■ WHAT YOU SHOULD DO
Please put the lines below into a Markdown table with two columns, Row and Line, numbering each row and leaving out any blank lines.
——————
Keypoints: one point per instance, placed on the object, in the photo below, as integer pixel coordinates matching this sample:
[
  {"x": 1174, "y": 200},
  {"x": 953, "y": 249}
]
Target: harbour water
——————
■ TASK ANSWER
| Row | Line |
|---|---|
| 1 | Keypoints: one point per instance, placed on the object, in the photo below, as integer pixel coordinates matching this sample: |
| 2 | [ |
| 3 |   {"x": 1174, "y": 200}, |
| 4 |   {"x": 953, "y": 249} |
| 5 | ] |
| 6 | Target: harbour water |